Document segment ▸

[START]

How to determine the type of probability distribution for a dataset? I have aggregated(total) youtube videos views. I have take log of that views. And calculated autoregressive koefs that can be used for the video views predictibility tests. Let say I have aggregated daily views array for each video.  Koef for each video is calculated as:
koef =  aggregatedViews[60]  / aggregatedViews[30]
This list of koefs for all videos forms target distribution.
Initially, I thought that it will be half-normal but looks like this is not normal. Is this Pareto Type I distribution?
Here is 70 bins histogram:
 A: 
How to determine the type of probability distribution for a dataset?

You can use the fitdistrplus package in R. First, you can plot a Cullen AC and Frey graph using the descdist function in order to find possible candidates of distributions . Then you can fit the best candidates of distributions to your data using fitdist. Now you can test the hypothesis that your data comes from these distributions by performing a Kolmogorov-Smirnov test or an Anderson-Darling test. Finally, you can select a fitted distribution using graphical methods or comparing measures of quality like AIC values.

[END]

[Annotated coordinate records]
[START]

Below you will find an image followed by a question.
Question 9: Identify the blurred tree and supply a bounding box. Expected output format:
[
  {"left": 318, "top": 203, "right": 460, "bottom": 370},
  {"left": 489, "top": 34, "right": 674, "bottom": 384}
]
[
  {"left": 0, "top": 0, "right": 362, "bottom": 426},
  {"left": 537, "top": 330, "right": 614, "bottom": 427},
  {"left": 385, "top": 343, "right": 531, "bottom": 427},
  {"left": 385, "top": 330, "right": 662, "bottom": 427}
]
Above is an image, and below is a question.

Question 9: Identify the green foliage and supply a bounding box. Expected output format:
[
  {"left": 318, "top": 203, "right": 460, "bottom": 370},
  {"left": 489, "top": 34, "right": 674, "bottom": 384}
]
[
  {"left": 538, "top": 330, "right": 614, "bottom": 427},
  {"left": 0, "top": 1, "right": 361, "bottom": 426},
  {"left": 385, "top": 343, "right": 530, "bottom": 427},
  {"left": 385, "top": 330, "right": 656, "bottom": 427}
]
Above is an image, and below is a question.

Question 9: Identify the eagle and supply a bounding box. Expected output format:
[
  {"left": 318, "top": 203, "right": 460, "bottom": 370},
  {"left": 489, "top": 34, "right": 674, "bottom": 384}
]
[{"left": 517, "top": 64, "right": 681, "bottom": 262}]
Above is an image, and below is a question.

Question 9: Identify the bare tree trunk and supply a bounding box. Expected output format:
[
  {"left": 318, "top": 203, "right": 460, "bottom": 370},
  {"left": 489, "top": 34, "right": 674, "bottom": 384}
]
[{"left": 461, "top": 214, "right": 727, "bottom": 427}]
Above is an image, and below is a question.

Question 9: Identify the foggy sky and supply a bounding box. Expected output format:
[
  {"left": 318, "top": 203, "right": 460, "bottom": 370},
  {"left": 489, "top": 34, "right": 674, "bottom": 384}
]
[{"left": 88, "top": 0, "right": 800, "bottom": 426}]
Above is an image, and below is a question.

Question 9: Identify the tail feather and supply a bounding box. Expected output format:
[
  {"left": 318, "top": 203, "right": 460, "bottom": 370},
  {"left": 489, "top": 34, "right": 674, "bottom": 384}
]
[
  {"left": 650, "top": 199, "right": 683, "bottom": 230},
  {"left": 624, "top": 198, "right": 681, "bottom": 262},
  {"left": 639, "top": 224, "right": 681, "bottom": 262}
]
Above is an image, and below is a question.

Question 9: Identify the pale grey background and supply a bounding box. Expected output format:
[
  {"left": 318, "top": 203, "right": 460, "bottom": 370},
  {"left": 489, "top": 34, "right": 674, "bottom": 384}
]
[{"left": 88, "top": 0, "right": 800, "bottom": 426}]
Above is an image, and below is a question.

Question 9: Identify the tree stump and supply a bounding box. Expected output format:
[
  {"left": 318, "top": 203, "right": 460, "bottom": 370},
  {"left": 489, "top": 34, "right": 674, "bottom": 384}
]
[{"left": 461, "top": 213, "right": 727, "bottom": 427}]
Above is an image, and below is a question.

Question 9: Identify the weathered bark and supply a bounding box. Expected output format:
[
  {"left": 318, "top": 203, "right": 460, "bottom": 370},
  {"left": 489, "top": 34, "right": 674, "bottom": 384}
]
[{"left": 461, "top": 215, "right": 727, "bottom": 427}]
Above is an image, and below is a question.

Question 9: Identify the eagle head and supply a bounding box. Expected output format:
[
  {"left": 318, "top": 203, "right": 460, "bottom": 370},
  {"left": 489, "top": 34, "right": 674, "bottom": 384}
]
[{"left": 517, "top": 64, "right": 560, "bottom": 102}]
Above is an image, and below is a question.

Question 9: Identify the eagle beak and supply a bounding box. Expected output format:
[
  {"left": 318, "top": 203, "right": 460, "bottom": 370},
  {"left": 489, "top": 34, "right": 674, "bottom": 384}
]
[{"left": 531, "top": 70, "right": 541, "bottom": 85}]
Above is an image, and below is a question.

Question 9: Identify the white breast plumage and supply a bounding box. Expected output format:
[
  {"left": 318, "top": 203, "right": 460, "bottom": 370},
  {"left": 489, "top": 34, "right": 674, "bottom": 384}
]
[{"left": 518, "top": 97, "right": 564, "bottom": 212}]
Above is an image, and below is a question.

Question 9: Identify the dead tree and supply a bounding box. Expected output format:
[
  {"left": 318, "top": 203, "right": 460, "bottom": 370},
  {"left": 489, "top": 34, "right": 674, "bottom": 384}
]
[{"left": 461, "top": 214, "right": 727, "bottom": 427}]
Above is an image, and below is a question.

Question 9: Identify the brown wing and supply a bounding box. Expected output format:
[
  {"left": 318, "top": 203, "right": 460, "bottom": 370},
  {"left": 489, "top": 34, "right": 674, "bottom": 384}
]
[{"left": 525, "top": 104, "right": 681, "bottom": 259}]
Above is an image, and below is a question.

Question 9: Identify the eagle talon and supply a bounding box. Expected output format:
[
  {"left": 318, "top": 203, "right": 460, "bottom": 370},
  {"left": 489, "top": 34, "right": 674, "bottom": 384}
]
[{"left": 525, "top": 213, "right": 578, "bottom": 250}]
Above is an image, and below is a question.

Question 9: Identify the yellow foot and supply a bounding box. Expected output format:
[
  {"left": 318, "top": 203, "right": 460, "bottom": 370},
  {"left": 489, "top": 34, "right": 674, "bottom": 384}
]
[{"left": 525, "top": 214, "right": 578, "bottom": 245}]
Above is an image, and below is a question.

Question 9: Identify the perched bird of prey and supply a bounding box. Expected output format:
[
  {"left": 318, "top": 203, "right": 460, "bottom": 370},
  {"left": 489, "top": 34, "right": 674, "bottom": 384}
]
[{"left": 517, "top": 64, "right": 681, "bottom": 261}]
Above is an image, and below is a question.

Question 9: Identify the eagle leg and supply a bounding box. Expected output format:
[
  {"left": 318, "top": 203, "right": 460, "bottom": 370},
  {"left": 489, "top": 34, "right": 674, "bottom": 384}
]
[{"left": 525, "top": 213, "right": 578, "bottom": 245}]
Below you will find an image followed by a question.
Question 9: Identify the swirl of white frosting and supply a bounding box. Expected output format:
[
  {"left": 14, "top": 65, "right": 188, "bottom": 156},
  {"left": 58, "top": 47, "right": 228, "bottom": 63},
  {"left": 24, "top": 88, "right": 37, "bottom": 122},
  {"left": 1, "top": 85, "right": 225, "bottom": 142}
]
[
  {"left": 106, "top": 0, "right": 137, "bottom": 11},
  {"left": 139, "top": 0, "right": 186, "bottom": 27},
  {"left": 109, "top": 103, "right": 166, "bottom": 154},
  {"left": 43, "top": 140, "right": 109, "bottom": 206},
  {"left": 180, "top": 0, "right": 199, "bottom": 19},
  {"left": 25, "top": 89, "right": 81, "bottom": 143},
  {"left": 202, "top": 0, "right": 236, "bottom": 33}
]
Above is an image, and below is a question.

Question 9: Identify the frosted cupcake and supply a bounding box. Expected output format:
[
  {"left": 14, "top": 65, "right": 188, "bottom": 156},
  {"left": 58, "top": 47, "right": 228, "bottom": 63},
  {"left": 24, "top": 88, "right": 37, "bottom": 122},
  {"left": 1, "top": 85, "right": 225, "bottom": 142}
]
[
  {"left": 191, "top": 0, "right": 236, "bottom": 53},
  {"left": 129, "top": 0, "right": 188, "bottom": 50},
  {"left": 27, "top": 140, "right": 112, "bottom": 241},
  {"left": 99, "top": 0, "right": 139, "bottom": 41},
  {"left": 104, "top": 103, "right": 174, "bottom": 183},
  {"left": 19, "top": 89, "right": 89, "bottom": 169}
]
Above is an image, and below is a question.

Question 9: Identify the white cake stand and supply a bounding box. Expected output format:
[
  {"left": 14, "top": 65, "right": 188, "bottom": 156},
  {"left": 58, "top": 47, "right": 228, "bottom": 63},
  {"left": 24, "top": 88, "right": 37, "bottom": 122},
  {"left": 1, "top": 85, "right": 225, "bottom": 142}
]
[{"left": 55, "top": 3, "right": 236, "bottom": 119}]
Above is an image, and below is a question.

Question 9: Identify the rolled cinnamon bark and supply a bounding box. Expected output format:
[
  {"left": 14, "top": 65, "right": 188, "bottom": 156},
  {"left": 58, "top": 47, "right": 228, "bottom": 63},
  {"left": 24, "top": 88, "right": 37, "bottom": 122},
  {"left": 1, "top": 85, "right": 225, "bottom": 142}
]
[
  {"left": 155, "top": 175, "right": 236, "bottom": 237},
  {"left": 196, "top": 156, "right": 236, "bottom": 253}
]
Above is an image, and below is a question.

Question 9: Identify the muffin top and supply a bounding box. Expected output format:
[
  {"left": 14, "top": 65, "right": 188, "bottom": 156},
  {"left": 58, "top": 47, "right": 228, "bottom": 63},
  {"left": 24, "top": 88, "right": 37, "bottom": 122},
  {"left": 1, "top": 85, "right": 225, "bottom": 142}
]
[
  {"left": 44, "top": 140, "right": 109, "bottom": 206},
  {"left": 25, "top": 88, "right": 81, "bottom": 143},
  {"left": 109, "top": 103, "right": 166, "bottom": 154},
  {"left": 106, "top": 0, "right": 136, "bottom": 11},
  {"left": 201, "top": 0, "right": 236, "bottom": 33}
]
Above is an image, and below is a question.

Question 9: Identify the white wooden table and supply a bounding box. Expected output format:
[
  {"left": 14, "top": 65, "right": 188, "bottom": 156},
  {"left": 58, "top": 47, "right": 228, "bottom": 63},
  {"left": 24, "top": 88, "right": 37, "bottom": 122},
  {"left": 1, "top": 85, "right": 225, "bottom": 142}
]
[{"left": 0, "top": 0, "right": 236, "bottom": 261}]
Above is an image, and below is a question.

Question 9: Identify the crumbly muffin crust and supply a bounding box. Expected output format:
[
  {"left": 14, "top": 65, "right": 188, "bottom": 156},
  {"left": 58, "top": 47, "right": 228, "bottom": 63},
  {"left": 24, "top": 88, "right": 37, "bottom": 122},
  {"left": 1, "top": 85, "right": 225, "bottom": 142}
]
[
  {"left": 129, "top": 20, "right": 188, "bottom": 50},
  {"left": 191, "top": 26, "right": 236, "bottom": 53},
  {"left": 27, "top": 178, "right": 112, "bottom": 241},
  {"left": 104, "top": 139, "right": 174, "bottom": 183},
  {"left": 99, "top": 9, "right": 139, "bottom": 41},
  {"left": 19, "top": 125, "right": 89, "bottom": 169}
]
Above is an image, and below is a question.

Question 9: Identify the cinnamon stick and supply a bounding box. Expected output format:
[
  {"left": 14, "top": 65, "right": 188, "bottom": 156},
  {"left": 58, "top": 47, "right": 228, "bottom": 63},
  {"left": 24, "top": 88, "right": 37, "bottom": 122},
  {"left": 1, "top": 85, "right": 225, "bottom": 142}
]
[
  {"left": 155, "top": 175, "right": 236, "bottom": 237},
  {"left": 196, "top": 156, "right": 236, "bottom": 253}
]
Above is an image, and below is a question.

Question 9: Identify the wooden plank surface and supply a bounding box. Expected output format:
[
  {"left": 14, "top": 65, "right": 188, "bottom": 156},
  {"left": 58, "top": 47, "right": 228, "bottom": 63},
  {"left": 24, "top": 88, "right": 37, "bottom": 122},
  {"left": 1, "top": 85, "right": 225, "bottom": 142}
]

[END]

What the exercise asks ▸ Please reproduce the whole forum thread on identifying a dataset's probability distribution, word for word. The items are separate material, apart from the forum thread.

Result of this exercise ▸
How to determine the type of probability distribution for a dataset? I have aggregated(total) youtube videos views. I have take log of that views. And calculated autoregressive koefs that can be used for the video views predictibility tests. Let say I have aggregated daily views array for each video.  Koef for each video is calculated as:
koef =  aggregatedViews[60]  / aggregatedViews[30]
This list of koefs for all videos forms target distribution.
Initially, I thought that it will be half-normal but looks like this is not normal. Is this Pareto Type I distribution?
Here is 70 bins histogram:
 A: 
How to determine the type of probability distribution for a dataset?

You can use the fitdistrplus package in R. First, you can plot a Cullen AC and Frey graph using the descdist function in order to find possible candidates of distributions . Then you can fit the best candidates of distributions to your data using fitdist. Now you can test the hypothesis that your data comes from these distributions by performing a Kolmogorov-Smirnov test or an Anderson-Darling test. Finally, you can select a fitted distribution using graphical methods or comparing measures of quality like AIC values.